작업 입력
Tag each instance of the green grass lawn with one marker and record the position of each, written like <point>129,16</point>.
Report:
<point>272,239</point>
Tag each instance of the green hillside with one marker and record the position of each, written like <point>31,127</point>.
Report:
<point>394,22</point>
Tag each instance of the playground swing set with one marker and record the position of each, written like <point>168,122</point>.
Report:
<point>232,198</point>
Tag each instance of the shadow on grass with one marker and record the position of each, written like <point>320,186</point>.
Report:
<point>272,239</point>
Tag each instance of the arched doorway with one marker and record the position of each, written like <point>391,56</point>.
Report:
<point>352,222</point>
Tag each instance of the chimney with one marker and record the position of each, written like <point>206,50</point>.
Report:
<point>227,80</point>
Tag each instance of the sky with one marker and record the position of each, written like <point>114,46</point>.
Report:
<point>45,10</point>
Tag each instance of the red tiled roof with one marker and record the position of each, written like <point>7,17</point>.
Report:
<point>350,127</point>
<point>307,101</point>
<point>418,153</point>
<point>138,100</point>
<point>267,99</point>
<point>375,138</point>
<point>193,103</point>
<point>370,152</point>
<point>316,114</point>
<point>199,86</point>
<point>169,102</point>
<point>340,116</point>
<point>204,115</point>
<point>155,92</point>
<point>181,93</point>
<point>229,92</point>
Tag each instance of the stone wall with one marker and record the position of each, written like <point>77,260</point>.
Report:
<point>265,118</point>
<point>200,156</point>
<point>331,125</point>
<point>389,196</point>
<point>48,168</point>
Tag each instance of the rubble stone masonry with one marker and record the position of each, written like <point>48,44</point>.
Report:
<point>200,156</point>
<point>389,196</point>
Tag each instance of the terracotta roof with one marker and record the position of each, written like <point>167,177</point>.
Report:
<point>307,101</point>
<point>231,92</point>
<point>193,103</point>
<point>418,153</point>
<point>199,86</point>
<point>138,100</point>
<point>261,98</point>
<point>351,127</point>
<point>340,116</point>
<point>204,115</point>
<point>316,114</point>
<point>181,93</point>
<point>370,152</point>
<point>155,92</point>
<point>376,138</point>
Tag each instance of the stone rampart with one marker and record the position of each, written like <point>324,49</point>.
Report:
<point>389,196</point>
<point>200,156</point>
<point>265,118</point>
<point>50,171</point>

작업 목표
위 레코드에서 "Tag each instance of the stone rampart"이 들어 있는 줄부터 레코드의 마지막 줄까지, 양 끝 줄을 포함해 한 글자도 바꾸지 말고 반환하십시오.

전체 응답
Tag each instance of the stone rampart with one marker and record the position of each, written like <point>324,49</point>.
Report:
<point>389,196</point>
<point>200,156</point>
<point>265,118</point>
<point>50,171</point>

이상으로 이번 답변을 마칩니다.